• Challenge:
Only the lines starting at the one that contains "Target: snowmobile seat" and running to the end should be repeated, exactly as written.

** start of Provided records **

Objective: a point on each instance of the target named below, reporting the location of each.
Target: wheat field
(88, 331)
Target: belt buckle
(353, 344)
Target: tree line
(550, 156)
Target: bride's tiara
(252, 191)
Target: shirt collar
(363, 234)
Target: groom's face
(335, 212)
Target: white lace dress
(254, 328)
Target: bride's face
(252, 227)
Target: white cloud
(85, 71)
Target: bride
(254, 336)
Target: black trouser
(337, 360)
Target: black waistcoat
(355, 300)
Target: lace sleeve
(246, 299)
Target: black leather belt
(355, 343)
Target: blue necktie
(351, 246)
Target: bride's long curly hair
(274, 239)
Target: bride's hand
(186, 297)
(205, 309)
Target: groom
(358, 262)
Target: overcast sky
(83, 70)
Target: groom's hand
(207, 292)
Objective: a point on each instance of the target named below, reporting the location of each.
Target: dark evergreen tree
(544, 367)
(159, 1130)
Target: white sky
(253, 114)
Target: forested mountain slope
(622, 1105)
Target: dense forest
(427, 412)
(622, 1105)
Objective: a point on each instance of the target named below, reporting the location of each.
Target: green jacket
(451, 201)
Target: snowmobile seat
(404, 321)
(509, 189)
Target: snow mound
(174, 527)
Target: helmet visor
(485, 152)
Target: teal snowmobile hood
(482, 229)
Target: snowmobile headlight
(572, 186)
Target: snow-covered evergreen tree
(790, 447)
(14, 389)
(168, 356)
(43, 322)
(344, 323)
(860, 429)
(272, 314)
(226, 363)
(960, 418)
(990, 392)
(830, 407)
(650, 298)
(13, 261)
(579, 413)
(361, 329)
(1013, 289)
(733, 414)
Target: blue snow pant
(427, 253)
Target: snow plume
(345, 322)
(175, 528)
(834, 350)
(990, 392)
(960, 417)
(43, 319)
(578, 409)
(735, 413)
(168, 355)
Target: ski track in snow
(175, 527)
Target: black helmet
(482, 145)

** end of Provided records **

• Answer to this problem:
Target: snowmobile seat
(404, 321)
(509, 189)
Target: snow mound
(174, 527)
Target: helmet visor
(485, 152)
Target: teal snowmobile hood
(482, 229)
Target: snowmobile headlight
(572, 186)
Target: snow-covered evergreen tree
(790, 447)
(14, 389)
(168, 356)
(43, 322)
(344, 323)
(860, 429)
(272, 314)
(226, 363)
(960, 418)
(990, 392)
(830, 407)
(650, 298)
(13, 261)
(579, 413)
(361, 329)
(1013, 289)
(733, 414)
Target: blue snow pant
(427, 253)
Target: snow plume
(345, 322)
(175, 528)
(834, 350)
(990, 392)
(960, 417)
(43, 319)
(578, 409)
(735, 413)
(168, 355)
Target: ski track in snow
(175, 527)
Target: black helmet
(482, 145)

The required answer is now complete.